--- Begin Records supplied ---
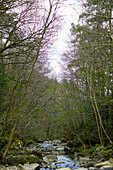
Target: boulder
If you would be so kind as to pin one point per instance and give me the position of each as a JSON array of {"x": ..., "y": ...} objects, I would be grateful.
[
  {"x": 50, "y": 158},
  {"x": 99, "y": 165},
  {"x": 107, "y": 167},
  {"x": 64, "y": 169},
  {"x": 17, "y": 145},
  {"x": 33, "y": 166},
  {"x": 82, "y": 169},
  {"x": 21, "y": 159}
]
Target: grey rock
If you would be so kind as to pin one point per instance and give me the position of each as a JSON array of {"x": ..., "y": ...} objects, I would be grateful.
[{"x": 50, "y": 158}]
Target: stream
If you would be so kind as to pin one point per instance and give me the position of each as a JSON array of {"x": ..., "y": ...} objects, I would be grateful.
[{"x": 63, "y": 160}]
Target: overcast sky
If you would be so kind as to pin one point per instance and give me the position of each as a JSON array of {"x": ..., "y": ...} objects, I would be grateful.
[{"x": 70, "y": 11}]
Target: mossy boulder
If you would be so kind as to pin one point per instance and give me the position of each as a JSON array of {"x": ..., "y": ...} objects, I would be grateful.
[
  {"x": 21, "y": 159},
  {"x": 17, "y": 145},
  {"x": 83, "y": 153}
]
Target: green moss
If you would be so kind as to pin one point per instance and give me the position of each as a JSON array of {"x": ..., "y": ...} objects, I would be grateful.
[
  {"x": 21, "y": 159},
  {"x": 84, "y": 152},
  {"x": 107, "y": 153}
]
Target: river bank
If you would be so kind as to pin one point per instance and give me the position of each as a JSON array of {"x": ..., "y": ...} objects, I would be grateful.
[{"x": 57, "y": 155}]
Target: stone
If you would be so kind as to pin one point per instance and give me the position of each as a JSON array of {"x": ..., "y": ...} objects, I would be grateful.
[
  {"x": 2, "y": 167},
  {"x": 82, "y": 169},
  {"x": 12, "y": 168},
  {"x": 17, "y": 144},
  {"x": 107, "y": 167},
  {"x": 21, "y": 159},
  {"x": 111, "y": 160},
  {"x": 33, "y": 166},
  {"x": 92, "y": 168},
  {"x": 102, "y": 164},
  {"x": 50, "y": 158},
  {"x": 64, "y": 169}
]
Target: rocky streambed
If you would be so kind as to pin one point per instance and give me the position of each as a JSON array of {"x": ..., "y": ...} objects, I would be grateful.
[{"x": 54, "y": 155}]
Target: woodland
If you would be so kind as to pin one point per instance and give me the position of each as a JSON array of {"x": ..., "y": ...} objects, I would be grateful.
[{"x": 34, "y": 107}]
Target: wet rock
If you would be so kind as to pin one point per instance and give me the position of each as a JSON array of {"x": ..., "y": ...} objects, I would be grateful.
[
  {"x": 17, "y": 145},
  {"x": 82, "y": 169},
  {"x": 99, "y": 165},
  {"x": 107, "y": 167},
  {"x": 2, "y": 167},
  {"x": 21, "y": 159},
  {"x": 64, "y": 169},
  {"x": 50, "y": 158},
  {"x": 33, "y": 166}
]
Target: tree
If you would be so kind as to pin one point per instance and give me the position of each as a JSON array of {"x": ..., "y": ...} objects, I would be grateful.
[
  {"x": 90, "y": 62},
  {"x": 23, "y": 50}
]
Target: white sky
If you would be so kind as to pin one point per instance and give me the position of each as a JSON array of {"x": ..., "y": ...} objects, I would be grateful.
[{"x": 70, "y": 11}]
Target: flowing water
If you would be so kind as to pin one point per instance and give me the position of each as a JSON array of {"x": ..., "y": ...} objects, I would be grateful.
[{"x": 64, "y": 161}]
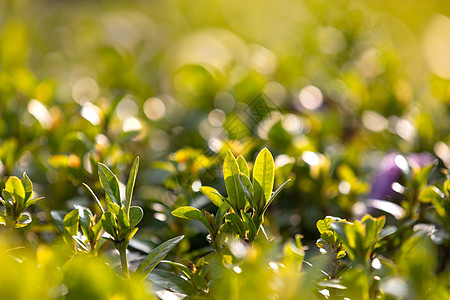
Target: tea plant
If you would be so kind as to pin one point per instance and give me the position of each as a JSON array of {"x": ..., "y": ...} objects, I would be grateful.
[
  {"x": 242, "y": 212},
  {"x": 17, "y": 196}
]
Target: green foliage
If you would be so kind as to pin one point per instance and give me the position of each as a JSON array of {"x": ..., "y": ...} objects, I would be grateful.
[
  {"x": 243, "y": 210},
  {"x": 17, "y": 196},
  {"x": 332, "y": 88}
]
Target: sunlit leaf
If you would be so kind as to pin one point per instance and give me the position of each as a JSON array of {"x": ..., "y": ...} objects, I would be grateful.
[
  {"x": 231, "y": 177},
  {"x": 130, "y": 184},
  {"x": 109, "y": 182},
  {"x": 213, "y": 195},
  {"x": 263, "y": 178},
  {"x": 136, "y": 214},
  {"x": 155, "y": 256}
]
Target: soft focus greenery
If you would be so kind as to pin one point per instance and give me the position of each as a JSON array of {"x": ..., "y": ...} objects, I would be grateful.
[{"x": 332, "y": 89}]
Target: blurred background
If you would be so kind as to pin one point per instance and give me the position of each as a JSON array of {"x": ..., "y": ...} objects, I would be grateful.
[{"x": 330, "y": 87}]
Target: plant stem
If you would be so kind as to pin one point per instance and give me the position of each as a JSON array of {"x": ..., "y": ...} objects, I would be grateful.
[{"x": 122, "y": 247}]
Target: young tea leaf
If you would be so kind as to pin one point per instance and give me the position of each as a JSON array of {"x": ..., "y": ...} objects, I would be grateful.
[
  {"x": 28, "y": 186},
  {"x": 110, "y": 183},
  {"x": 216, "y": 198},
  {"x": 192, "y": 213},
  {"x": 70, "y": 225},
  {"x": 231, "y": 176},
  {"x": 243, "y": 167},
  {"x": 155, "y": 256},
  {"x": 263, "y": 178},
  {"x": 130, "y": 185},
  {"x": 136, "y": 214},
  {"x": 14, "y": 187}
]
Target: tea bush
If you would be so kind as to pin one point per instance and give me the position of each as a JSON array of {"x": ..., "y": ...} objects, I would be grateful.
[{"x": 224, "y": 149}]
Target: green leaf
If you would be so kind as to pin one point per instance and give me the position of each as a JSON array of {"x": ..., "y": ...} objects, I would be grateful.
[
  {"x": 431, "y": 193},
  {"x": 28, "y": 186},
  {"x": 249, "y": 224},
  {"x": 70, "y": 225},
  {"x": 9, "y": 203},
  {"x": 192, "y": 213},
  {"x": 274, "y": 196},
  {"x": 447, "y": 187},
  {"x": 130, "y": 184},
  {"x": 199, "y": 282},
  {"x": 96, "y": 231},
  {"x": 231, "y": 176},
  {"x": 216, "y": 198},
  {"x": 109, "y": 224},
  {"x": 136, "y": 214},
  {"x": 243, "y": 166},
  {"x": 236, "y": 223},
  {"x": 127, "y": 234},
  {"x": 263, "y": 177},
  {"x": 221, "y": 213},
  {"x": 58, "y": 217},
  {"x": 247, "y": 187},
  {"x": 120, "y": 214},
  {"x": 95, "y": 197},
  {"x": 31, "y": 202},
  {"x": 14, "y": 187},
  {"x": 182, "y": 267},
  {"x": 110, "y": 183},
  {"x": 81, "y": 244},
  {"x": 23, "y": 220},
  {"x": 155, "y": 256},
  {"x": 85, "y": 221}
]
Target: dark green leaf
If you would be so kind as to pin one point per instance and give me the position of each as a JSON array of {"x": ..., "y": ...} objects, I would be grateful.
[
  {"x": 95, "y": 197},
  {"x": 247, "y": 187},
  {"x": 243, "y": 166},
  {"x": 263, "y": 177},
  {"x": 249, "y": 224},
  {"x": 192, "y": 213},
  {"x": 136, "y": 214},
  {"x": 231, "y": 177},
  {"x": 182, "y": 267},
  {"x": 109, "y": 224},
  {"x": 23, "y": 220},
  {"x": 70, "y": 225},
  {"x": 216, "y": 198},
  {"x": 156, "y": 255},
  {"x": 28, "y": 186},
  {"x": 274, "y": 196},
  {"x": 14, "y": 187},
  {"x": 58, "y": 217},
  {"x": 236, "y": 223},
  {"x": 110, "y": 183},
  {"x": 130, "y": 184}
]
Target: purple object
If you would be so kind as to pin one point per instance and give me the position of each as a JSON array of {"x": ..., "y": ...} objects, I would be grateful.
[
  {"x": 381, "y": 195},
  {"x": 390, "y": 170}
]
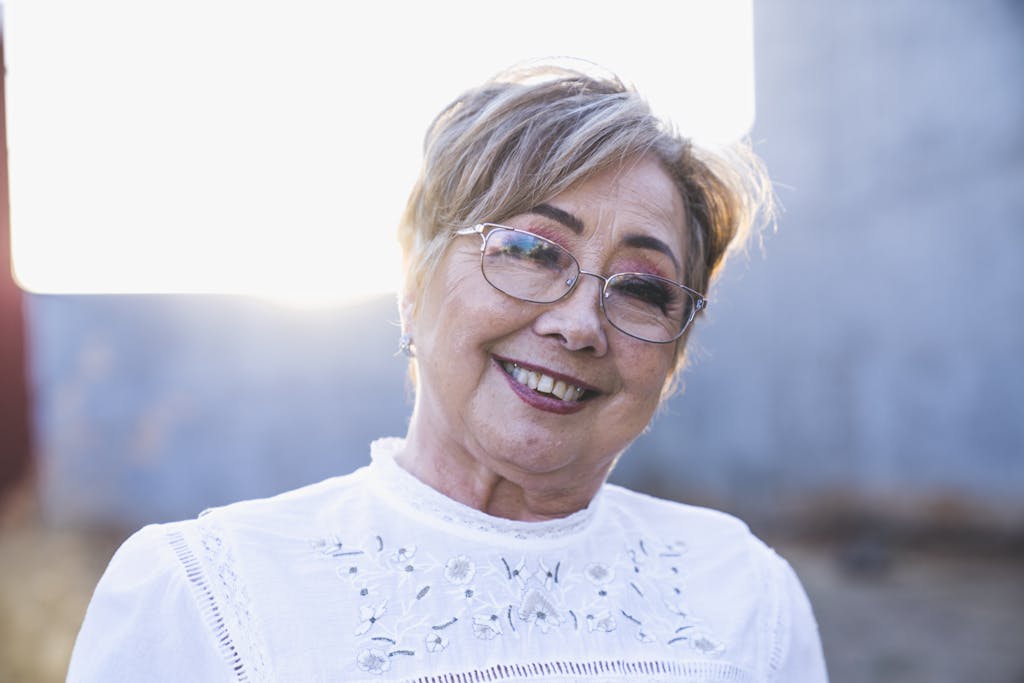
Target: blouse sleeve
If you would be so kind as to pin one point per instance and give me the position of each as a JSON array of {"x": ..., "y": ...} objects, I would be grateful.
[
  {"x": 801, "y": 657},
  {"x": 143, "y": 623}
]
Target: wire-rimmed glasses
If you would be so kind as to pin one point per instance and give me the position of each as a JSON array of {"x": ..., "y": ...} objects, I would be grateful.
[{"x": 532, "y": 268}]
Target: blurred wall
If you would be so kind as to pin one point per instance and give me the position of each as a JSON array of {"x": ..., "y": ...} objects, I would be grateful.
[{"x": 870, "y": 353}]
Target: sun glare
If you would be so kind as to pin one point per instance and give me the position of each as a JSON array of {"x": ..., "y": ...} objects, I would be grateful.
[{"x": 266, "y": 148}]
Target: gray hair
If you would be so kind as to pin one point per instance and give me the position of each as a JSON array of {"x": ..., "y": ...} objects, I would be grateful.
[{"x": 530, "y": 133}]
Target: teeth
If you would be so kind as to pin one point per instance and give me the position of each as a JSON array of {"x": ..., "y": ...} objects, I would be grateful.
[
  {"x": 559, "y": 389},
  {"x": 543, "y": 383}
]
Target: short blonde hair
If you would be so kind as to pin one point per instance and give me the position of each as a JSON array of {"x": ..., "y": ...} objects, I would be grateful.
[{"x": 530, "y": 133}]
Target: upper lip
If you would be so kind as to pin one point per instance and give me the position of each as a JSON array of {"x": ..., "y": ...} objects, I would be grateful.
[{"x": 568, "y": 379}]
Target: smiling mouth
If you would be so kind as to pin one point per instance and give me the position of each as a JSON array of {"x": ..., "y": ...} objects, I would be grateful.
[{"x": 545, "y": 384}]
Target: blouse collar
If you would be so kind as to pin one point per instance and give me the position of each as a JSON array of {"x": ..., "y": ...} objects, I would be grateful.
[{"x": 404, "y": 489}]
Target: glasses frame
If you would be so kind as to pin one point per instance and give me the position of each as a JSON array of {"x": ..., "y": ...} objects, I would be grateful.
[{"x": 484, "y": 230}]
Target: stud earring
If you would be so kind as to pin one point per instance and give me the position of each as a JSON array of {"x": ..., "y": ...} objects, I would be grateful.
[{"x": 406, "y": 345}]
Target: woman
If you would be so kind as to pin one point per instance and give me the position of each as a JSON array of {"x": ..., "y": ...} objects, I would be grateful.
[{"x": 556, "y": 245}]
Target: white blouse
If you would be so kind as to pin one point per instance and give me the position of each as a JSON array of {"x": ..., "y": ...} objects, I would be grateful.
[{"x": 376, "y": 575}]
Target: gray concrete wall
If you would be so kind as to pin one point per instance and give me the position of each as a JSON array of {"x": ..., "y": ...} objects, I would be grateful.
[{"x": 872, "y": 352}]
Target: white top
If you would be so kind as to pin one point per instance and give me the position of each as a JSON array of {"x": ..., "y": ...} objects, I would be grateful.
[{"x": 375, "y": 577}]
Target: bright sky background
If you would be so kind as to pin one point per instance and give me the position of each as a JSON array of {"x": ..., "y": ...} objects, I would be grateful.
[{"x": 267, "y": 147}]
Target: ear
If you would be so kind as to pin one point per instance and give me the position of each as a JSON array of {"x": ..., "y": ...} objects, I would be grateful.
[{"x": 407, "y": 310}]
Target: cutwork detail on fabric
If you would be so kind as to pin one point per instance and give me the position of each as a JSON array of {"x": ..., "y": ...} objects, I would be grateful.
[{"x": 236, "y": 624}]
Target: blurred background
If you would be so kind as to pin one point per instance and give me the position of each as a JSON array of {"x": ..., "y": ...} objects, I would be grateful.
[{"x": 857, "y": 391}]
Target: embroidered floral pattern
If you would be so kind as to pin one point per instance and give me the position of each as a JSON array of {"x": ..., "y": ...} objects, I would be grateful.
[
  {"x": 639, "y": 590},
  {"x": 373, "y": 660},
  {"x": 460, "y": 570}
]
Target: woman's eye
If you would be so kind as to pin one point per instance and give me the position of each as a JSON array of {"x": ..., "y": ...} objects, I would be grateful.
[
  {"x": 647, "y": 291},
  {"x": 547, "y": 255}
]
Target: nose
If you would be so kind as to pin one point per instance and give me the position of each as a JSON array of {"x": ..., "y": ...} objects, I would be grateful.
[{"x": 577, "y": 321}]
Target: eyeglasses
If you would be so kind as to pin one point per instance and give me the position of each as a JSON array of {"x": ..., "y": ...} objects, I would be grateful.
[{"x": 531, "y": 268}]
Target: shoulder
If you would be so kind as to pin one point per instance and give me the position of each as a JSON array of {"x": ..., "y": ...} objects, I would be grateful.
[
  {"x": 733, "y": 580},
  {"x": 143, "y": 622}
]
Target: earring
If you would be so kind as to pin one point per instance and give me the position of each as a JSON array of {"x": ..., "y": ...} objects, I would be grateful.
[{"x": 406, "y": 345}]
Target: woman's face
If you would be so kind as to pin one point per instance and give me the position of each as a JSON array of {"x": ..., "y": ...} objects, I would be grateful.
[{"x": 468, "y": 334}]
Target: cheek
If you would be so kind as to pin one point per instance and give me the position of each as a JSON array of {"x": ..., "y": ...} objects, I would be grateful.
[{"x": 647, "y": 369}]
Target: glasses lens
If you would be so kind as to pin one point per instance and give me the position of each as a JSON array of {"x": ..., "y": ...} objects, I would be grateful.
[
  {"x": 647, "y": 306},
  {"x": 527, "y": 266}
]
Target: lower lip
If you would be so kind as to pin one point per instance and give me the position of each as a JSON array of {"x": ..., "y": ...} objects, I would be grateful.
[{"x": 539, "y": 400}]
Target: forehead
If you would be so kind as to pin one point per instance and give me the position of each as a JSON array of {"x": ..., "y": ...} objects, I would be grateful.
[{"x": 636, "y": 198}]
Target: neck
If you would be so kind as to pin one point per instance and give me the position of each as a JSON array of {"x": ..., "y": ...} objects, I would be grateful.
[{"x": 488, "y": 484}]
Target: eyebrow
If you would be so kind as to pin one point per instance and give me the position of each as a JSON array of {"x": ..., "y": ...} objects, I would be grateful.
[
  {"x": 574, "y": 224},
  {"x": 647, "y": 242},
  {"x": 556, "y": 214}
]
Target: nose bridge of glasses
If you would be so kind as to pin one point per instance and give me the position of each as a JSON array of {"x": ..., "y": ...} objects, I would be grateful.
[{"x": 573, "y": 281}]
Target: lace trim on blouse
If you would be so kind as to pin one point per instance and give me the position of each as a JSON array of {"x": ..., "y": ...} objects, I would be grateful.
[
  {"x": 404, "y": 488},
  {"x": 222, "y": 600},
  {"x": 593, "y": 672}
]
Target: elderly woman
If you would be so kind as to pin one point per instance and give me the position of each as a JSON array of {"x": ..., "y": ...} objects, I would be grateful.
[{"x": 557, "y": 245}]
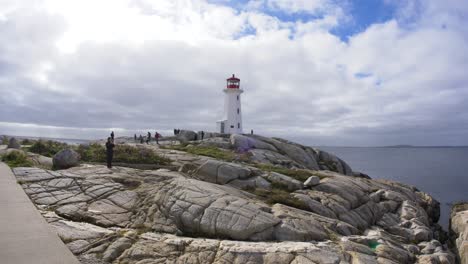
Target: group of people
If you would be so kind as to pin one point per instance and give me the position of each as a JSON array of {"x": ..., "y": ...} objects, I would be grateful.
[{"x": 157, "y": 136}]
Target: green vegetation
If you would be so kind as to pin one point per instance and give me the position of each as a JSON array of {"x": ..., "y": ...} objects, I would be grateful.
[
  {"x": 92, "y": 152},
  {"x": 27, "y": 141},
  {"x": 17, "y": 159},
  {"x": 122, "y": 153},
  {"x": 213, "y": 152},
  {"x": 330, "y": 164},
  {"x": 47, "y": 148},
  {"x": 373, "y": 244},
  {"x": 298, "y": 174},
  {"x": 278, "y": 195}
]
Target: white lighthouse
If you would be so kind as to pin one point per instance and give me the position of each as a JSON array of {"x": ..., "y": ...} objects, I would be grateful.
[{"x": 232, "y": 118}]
--- End Records supplied ---
[Exercise brief]
Write out, word for word, every line from the one containing "Target: white lighthouse" through the last line of the records above.

[Output of the exercise]
Target: white lighthouse
If you would be so kind as to pin one point per instance and give me the position of each as a JSON array of {"x": ..., "y": ...} objects, I would be grateful.
[{"x": 232, "y": 118}]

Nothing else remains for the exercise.